Show each line from the rows below that contains the word "white". Letter case counts.

## Begin

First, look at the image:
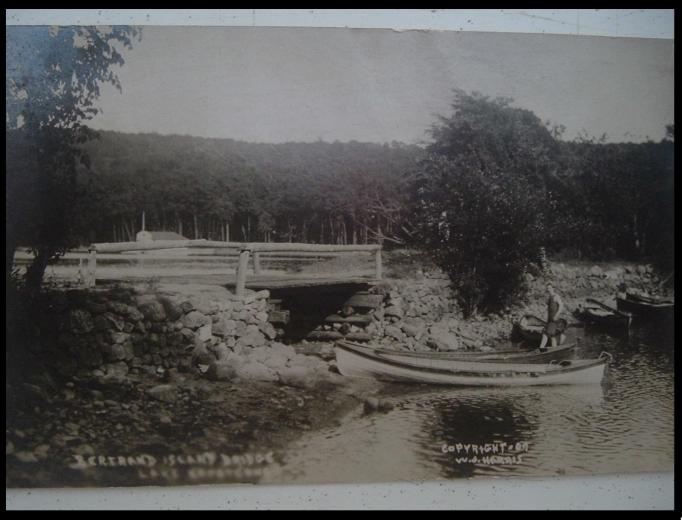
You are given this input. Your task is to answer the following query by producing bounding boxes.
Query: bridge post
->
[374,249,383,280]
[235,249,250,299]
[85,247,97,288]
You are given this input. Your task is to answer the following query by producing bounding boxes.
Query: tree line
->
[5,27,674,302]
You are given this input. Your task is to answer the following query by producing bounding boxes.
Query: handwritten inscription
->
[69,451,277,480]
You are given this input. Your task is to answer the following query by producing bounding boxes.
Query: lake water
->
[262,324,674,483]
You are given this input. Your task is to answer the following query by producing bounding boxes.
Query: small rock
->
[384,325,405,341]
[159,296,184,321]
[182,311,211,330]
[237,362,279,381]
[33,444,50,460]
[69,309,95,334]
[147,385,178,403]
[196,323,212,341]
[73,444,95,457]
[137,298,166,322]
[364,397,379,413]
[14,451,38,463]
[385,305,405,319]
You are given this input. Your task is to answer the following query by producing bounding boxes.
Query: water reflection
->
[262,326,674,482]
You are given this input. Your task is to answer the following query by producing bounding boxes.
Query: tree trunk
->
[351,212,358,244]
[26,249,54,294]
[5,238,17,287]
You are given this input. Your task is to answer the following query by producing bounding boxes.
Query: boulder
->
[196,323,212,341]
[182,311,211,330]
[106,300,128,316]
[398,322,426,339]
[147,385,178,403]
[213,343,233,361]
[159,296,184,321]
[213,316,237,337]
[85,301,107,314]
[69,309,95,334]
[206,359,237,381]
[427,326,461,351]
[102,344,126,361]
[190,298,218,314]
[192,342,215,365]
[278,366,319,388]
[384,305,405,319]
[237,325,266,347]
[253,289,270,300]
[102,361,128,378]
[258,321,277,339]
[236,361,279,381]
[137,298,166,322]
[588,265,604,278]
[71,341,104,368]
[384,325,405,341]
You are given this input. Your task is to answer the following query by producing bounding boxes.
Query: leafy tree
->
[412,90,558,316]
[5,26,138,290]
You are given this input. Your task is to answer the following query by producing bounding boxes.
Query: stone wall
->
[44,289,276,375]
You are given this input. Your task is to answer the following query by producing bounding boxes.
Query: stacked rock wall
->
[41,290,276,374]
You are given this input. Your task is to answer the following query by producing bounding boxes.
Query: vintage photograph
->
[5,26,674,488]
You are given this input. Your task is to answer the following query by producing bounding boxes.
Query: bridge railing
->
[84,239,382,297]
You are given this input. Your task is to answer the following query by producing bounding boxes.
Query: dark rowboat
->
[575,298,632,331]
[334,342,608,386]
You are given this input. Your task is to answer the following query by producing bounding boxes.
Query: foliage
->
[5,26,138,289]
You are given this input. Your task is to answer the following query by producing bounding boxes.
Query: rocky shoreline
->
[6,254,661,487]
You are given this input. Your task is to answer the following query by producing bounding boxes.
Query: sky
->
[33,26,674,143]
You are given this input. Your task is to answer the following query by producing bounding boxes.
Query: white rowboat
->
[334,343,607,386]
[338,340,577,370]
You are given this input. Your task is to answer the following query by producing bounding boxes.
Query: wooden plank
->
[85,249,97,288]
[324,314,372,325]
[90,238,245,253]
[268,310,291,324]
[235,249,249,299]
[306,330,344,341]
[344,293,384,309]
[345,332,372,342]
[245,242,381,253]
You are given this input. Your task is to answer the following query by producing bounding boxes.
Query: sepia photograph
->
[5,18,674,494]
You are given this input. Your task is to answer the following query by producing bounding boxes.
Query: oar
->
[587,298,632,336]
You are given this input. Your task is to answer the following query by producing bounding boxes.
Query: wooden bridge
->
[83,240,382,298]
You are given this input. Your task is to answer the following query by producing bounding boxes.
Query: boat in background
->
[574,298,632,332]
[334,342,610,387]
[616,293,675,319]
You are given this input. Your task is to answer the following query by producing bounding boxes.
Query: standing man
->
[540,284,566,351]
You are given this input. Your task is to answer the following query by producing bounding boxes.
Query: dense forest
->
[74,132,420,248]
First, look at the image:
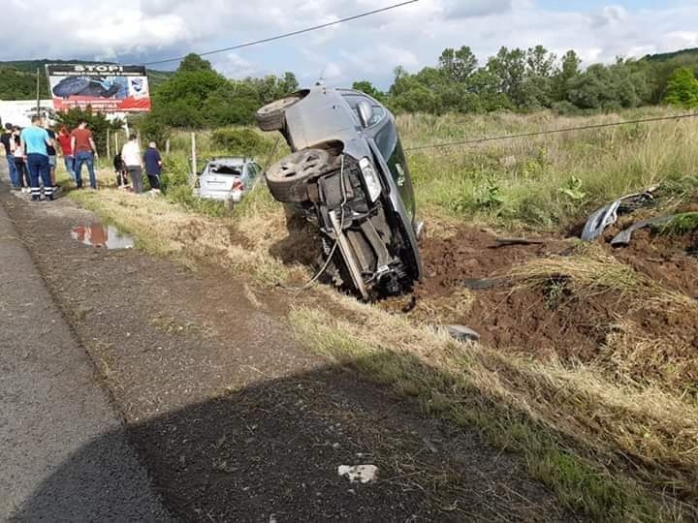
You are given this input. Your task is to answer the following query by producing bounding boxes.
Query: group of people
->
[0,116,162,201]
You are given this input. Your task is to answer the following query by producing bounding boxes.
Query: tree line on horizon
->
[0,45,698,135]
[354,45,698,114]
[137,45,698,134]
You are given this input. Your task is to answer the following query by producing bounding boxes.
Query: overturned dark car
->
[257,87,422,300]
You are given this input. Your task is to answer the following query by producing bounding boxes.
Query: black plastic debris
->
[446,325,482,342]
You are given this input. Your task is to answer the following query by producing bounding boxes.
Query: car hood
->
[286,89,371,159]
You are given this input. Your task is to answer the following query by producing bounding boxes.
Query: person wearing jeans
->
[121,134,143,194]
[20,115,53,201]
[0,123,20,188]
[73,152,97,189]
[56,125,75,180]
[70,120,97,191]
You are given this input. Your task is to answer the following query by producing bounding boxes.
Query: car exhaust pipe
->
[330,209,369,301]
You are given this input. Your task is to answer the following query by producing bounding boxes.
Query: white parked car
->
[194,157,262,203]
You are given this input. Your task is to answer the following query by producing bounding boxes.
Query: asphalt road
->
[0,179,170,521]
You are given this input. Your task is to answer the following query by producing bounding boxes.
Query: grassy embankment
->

## End

**RESULT**
Query: white rowboat
Query: white parked car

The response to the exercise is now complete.